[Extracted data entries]
========================================
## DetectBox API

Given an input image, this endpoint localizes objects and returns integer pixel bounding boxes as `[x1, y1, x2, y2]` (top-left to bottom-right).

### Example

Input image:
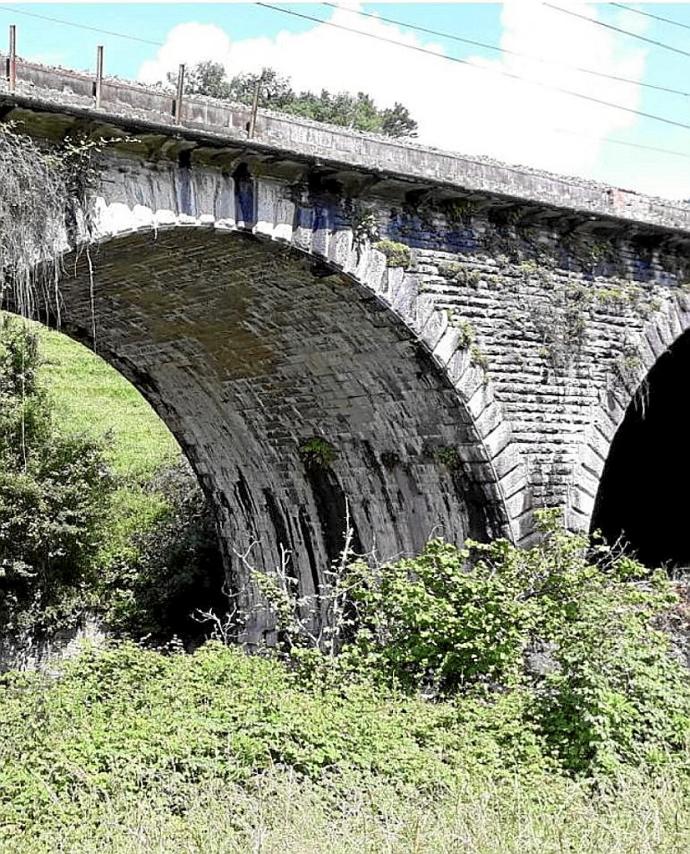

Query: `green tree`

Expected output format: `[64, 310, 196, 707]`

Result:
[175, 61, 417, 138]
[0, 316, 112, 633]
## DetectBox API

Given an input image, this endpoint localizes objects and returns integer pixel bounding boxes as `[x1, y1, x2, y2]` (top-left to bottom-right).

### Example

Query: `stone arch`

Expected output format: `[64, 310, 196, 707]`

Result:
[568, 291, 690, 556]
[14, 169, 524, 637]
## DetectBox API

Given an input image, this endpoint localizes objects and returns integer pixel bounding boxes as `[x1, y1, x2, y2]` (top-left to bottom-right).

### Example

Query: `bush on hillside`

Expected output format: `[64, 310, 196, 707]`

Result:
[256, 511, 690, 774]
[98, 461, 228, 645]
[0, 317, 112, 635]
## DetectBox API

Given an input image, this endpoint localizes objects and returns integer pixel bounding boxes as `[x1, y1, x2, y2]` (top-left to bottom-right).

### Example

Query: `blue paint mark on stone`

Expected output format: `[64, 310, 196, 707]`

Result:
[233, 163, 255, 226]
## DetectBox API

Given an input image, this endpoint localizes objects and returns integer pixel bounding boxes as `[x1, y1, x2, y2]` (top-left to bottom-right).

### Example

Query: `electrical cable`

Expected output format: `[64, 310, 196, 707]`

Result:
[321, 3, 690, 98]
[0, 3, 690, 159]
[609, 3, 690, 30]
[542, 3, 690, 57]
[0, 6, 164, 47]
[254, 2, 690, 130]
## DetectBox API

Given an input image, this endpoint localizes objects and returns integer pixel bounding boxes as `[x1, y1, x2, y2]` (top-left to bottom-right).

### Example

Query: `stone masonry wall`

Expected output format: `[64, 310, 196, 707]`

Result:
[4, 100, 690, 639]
========================================
§ Set exercise:
Copy the stretch of lines from the very first one through the line containing "[14, 169, 524, 637]", including both ends. Leave the pictures out of your copy.

§ Answer for this exercise:
## DetectBox API

Given an input image, this endpoint localizes objects and returns integer pixel bounding boxes as `[x1, y1, x2, y2]` (top-left to bottom-right).

### Example

Input image:

Query: `green tree`

Expected output format: `[64, 310, 196, 707]`

Result:
[175, 61, 417, 138]
[0, 316, 112, 633]
## DetectBox API

Given an input image, this endpoint localizes objects and returns integer pixel bounding boxes as `[x1, y1, x2, y2]` (top-left to bottom-right).

### Example

Query: `stone arch`

Expected output format: `[64, 310, 196, 707]`

Result:
[568, 291, 690, 556]
[14, 169, 524, 637]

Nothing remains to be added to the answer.